◆ EXERCISE TASK: List every line in the lines below that contains the word "island".

************

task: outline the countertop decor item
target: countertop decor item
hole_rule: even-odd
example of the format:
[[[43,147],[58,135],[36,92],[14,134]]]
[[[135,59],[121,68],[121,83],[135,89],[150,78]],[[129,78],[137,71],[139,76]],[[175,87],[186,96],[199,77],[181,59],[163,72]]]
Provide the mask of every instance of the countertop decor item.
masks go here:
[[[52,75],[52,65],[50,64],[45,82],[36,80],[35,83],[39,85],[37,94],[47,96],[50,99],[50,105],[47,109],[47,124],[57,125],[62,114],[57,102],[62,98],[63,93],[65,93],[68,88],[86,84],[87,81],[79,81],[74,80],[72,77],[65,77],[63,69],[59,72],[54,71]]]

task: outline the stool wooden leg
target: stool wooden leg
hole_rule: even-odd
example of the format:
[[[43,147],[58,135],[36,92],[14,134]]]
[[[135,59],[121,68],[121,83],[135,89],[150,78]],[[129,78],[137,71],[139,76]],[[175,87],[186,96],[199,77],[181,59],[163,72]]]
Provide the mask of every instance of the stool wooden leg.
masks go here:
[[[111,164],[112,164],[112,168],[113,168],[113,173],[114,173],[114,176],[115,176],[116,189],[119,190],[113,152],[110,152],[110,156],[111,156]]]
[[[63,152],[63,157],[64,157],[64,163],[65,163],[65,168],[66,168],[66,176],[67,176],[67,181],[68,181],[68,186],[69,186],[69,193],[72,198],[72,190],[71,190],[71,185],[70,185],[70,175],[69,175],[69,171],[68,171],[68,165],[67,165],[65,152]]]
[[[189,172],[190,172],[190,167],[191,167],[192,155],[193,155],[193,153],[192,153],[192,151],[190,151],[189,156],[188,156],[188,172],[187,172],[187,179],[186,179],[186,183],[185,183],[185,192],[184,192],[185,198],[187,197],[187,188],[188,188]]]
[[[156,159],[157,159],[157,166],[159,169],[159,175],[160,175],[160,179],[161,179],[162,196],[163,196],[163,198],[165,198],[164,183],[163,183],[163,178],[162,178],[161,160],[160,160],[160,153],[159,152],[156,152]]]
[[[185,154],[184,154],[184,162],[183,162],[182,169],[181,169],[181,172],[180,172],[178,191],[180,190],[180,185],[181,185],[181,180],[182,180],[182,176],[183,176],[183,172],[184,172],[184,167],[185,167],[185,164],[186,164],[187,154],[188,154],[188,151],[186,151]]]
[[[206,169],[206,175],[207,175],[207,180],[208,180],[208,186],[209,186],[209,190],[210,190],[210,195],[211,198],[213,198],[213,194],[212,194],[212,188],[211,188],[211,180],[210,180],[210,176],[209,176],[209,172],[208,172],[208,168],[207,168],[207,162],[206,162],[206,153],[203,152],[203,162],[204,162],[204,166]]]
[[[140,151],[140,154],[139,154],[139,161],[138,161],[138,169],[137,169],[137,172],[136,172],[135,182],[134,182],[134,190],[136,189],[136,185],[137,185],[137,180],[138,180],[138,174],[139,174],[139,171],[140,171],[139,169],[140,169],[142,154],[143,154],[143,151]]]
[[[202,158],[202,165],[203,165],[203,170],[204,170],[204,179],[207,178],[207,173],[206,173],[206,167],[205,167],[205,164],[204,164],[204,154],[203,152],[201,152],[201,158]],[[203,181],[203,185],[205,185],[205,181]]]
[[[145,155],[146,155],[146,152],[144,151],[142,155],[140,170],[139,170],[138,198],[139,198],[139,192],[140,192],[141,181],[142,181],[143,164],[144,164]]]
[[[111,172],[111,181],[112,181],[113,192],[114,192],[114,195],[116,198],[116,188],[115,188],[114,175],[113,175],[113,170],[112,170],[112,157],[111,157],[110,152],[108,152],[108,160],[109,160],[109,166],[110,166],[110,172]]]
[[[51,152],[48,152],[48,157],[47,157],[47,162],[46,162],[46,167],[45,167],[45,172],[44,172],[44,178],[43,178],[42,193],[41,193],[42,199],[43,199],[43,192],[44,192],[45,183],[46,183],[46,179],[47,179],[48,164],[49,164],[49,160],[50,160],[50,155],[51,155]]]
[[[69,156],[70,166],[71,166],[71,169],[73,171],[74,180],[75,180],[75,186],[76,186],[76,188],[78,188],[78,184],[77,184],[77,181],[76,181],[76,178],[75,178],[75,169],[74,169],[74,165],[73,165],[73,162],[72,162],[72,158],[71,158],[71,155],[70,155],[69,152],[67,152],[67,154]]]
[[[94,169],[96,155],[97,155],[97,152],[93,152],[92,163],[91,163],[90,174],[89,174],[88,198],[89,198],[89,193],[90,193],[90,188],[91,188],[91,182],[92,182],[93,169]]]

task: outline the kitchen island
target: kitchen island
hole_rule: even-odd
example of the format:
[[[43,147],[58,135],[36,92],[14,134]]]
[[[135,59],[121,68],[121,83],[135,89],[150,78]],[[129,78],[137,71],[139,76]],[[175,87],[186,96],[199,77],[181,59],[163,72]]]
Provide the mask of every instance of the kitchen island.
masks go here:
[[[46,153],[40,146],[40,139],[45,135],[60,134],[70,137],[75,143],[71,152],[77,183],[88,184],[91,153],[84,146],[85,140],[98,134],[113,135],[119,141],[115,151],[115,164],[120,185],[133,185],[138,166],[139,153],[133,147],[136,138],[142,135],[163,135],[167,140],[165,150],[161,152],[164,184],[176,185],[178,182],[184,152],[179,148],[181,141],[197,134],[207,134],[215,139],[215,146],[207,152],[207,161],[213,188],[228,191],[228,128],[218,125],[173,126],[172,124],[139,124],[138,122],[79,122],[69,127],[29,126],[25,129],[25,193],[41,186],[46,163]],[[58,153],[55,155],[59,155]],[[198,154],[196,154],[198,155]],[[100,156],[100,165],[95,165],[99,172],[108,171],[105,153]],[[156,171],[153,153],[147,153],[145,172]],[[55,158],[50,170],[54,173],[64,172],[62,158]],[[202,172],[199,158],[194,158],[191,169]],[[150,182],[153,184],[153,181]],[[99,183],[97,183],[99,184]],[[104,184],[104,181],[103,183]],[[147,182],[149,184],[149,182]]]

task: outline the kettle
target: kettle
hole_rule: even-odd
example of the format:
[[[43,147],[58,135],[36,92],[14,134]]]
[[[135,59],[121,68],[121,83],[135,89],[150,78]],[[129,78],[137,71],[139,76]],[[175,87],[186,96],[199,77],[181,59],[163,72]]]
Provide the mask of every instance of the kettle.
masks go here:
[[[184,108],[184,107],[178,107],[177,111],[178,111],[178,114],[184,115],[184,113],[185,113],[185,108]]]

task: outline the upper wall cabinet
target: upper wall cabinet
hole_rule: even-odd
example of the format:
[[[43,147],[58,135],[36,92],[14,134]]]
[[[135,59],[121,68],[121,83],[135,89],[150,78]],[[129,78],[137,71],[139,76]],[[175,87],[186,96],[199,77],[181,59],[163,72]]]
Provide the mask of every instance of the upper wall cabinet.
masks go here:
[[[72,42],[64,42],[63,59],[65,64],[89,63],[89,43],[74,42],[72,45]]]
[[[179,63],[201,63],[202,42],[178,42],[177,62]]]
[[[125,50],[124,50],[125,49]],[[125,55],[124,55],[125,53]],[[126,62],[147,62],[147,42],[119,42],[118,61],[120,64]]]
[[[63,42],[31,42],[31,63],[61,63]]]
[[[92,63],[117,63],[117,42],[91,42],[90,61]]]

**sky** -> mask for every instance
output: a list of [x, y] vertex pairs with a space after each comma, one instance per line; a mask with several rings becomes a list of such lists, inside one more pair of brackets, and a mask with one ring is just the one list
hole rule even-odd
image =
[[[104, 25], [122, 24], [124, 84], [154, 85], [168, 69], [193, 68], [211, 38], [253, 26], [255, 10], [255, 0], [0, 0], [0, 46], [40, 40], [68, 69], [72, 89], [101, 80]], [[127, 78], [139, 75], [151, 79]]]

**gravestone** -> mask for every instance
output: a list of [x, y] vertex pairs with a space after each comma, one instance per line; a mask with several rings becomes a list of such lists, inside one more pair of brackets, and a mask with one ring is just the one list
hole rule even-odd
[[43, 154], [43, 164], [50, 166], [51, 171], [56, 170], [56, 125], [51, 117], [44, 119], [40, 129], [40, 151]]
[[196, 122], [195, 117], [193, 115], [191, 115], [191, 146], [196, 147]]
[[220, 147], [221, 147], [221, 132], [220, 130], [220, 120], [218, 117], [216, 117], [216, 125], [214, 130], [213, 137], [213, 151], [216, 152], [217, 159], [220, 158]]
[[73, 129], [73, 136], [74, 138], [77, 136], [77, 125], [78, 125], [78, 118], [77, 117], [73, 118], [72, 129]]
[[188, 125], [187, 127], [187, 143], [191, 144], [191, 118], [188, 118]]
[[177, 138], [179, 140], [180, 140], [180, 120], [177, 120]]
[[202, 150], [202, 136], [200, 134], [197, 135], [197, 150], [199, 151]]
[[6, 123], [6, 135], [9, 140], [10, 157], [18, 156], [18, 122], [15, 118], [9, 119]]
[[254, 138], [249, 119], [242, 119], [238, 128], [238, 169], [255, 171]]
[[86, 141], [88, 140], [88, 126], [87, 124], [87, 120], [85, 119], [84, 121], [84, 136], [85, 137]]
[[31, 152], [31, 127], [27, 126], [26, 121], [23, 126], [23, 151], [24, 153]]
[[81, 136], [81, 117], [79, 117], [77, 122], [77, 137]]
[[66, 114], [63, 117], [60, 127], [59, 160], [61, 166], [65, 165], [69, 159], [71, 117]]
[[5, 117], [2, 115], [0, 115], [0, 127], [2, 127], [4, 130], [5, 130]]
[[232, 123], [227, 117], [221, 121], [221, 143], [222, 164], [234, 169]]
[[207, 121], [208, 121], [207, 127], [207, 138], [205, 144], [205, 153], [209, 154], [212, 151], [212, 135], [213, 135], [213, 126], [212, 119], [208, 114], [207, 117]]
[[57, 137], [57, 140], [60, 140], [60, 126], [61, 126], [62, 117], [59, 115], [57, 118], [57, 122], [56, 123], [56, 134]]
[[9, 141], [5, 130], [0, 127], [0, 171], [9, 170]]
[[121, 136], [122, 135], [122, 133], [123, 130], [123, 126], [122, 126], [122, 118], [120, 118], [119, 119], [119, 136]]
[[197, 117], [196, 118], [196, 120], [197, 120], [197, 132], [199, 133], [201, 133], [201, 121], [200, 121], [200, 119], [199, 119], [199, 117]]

************

◆ OUTPUT FOR THIS EXERCISE:
task: outline the kitchen island
target: kitchen island
Provide the mask of every instance of the kitchen island.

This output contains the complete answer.